### Supplied passage

Parliament of Australia
- Long title An Act to Consolidate and Amend the Law relating to Parliamentary Elections and for other purposes ;
- Assented to by: Governor-General Sir Ronald Munro Ferguson
- Assented to: 21 November 1918
- Commenced: Various dates

Amended by
- 1924, 1949, 1962, 1973, 1984, 2016, 2020

Related legislation
- Commonwealth Franchise Act 1902, Commonwealth Electoral Act 1902

= Commonwealth Electoral Act 1918 =

Australian suffrage law

The Commonwealth Electoral Act 1918 is an Act of the Australian Parliament which continues to be the core legislation governing the conduct of elections in Australia, having been amended on numerous occasions since 1918. The Act was introduced by the Nationalist Party of Billy Hughes, the main purpose of which was to replace first-past-the-post voting with instant-runoff voting ("preferential voting") for the House of Representatives and the Senate. The Labor Party opposed the introduction of preferential voting. The Act has been amended on several occasions since.

### Given information
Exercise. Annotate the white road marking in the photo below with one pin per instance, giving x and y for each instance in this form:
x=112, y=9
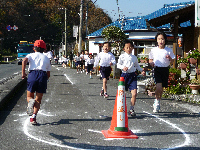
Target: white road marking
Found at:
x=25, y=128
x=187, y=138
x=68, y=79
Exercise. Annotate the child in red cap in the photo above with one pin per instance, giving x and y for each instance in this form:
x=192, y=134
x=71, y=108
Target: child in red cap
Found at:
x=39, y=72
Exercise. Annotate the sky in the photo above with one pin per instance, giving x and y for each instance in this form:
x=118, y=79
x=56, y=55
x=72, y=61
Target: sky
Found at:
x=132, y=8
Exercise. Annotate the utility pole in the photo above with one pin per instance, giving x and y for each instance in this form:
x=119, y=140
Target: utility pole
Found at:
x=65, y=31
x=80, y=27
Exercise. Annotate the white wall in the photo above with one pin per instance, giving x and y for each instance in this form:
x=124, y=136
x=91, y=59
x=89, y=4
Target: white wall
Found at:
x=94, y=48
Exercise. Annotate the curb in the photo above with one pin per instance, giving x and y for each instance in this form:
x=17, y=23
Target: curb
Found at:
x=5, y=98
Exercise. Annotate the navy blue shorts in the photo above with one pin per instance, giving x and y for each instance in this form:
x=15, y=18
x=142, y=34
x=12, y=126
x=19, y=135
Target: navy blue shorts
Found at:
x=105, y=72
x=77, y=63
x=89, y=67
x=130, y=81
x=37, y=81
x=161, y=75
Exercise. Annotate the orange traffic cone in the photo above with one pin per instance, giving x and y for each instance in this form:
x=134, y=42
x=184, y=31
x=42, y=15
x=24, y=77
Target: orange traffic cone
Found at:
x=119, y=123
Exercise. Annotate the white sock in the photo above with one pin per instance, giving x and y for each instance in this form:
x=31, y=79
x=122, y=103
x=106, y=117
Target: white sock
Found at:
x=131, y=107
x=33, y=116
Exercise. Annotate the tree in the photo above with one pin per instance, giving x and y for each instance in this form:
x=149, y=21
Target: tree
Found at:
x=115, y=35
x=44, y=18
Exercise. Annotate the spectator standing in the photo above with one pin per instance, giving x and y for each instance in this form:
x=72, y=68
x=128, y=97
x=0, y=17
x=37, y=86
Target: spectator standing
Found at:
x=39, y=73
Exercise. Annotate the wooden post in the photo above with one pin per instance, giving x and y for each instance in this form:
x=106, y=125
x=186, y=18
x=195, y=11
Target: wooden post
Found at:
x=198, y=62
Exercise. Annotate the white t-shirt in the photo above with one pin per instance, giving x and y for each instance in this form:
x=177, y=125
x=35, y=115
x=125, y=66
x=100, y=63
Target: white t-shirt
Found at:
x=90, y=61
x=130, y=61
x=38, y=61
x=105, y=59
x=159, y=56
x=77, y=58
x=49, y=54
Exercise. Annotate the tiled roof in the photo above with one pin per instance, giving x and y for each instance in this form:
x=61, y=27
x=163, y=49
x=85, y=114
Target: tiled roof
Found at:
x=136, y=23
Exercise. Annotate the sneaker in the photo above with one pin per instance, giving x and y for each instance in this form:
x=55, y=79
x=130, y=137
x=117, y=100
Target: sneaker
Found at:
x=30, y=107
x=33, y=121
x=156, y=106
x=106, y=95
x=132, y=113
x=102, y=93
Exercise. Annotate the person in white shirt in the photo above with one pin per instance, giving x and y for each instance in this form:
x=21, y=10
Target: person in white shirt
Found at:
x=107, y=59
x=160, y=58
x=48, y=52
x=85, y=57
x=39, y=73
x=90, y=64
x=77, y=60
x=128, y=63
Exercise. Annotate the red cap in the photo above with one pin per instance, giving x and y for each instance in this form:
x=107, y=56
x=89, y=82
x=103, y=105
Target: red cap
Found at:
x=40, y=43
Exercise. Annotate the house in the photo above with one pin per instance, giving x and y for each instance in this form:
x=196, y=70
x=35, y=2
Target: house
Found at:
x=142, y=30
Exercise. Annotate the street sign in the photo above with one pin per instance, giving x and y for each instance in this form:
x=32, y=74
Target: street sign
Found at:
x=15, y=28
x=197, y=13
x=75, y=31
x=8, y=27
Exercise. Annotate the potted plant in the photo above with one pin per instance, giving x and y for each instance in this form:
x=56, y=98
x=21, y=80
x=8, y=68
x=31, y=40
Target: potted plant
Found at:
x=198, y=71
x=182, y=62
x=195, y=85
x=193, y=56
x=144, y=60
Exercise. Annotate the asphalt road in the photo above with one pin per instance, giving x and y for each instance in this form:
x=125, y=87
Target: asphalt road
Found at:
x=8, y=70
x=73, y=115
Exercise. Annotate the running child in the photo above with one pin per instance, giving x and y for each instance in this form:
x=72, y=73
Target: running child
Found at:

### What the task requires
Retype the stretch of the Electoral Act text from "Related legislation" through "several occasions since.". The listing has no role in this exercise.

### Answer in full
Related legislation
- Commonwealth Franchise Act 1902, Commonwealth Electoral Act 1902

= Commonwealth Electoral Act 1918 =

Australian suffrage law

The Commonwealth Electoral Act 1918 is an Act of the Australian Parliament which continues to be the core legislation governing the conduct of elections in Australia, having been amended on numerous occasions since 1918. The Act was introduced by the Nationalist Party of Billy Hughes, the main purpose of which was to replace first-past-the-post voting with instant-runoff voting ("preferential voting") for the House of Representatives and the Senate. The Labor Party opposed the introduction of preferential voting. The Act has been amended on several occasions since.